**GIVEN REQUEST**
Collect every line of the entries below that contains the string "foliage", matching its case exactly.

***** STORED ROWS

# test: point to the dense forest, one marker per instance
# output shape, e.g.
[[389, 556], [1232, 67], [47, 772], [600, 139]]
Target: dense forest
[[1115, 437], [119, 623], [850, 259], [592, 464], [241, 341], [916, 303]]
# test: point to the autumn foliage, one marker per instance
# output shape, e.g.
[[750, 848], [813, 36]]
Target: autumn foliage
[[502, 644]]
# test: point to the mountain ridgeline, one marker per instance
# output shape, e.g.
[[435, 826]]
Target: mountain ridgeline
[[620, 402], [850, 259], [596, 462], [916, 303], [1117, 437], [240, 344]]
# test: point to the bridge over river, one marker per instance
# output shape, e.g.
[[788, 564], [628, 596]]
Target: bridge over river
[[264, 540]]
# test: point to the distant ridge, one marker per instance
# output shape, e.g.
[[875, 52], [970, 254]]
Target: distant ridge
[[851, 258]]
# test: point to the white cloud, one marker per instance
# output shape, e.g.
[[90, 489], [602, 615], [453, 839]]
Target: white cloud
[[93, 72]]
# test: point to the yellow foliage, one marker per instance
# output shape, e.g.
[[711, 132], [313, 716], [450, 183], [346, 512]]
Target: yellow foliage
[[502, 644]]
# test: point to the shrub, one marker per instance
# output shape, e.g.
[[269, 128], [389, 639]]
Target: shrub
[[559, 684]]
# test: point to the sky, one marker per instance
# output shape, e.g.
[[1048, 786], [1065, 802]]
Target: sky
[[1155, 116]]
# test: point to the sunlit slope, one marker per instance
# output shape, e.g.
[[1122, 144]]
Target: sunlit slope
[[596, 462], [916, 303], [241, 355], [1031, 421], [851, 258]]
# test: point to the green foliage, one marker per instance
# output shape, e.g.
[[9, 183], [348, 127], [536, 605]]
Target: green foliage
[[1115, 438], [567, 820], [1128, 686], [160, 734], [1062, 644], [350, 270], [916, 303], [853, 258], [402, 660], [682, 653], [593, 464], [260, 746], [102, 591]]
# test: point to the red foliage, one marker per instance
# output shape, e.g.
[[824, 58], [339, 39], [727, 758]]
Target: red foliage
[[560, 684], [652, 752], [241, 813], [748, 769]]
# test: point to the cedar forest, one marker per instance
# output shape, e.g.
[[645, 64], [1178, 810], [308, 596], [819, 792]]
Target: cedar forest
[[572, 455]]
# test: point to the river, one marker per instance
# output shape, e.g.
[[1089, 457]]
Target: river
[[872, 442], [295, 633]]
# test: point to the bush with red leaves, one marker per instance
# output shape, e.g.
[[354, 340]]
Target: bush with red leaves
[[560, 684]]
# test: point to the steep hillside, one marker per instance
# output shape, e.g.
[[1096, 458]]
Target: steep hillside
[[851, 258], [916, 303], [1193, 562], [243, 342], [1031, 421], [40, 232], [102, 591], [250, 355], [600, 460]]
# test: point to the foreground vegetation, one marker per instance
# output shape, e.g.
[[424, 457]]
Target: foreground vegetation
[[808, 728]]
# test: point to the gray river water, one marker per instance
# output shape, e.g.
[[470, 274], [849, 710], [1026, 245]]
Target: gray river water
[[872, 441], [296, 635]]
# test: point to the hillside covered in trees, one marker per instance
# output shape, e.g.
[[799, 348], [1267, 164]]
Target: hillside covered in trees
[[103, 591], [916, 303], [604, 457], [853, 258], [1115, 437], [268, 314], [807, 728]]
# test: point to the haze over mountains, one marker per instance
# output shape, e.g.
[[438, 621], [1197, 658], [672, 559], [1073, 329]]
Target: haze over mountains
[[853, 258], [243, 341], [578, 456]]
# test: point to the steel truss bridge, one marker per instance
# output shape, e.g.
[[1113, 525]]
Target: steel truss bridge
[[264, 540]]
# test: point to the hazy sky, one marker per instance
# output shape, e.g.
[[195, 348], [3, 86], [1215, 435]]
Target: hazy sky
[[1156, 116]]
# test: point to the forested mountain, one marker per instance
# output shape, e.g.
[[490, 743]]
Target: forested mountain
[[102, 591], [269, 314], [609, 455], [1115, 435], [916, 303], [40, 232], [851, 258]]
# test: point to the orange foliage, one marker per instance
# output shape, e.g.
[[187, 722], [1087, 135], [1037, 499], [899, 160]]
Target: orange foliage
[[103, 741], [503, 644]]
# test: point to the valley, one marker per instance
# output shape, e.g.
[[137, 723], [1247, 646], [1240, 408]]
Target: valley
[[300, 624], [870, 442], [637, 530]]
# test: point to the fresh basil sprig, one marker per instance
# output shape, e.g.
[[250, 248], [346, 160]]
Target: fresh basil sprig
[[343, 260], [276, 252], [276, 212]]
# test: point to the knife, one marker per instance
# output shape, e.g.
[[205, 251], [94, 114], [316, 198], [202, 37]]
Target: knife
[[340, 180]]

**********
***** STORED ROWS

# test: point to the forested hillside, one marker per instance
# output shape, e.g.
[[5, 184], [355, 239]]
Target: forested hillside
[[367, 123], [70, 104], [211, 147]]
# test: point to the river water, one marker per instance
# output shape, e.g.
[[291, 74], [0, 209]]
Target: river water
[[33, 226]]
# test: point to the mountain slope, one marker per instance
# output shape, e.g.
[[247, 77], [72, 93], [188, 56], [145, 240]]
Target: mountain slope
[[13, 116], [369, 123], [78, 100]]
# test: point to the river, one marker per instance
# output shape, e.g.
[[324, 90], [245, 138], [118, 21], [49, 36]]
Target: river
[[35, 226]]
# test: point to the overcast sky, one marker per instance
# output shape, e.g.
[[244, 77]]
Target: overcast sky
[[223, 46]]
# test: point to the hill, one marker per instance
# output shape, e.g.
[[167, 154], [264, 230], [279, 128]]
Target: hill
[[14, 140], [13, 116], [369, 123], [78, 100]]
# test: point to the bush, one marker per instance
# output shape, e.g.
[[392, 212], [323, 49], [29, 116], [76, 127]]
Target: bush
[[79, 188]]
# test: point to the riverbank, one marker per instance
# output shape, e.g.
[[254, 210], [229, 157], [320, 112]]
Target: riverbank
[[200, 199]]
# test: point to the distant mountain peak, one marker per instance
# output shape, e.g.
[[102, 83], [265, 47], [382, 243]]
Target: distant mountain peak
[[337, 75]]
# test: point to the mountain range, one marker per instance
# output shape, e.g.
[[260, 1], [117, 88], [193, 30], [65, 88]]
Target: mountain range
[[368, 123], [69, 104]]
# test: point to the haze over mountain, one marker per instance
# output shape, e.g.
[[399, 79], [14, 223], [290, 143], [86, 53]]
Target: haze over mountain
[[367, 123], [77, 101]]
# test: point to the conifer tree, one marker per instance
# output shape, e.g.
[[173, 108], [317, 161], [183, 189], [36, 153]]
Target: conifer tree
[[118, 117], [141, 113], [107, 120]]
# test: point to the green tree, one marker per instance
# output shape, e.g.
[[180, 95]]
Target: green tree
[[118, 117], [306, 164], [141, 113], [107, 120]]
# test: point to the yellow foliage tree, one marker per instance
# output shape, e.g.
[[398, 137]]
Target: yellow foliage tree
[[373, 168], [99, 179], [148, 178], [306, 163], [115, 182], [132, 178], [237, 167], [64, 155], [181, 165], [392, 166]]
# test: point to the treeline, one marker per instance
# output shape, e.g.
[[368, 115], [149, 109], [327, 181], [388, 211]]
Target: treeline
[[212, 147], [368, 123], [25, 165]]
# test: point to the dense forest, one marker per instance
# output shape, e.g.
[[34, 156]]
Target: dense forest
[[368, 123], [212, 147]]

**********
***** STORED ROWS

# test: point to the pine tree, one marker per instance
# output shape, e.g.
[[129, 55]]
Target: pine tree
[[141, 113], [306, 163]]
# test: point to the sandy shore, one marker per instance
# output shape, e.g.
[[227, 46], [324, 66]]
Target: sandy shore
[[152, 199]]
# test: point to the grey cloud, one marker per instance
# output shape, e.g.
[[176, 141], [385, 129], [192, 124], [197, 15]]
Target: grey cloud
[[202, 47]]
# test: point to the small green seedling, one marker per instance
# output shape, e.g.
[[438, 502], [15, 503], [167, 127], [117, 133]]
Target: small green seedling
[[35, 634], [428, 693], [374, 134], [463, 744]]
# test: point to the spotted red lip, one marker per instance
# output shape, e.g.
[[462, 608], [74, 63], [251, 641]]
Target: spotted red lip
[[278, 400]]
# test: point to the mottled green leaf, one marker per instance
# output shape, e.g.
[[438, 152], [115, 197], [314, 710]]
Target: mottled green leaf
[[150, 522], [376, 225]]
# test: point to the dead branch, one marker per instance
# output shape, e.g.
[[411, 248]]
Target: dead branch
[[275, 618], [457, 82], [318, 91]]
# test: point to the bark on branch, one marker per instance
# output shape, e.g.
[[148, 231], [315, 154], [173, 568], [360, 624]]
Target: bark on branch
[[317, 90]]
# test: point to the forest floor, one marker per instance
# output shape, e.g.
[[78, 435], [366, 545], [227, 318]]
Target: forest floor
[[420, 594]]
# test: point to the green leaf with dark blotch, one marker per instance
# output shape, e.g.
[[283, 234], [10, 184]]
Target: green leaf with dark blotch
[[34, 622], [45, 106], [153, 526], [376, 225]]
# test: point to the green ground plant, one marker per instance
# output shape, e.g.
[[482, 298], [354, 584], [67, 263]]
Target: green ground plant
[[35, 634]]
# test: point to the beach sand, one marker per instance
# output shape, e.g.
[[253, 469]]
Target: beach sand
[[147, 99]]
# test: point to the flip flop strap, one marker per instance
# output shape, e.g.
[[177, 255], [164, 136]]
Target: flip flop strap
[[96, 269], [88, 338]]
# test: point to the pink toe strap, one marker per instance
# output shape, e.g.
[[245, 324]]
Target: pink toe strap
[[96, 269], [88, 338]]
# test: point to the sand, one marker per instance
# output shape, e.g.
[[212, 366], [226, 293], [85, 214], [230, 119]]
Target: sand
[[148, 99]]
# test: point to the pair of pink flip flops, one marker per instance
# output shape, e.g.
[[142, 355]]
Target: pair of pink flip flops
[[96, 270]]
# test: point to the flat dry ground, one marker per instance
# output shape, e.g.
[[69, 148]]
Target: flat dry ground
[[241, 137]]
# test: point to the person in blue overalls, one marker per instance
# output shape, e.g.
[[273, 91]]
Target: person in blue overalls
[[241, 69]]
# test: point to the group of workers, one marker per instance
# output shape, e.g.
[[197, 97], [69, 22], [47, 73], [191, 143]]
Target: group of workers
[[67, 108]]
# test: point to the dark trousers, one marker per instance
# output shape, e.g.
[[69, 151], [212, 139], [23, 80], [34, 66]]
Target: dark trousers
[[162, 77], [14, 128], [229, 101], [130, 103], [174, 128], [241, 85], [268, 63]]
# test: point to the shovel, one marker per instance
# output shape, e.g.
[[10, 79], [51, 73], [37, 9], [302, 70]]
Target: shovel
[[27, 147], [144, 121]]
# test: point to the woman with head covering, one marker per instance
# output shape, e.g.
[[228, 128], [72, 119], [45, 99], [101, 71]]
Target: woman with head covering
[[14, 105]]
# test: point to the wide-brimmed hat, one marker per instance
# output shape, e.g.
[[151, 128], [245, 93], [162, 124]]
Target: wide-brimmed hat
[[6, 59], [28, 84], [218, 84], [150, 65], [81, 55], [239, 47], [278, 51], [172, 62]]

**********

**SOLUTION FOR THIS EXERCISE**
# test: point to the autumn foliage, one marker per instance
Target: autumn foliage
# test: point to the yellow foliage, one marker per instance
Target: yellow foliage
# test: point to the green foliage, one marker per instance
Target: green foliage
# test: point to the red foliage, one marker per instance
Target: red foliage
# test: point to the orange foliage, one marker per instance
Target: orange foliage
# test: point to the yellow foliage tree, one marker per instance
Target: yellow foliage tree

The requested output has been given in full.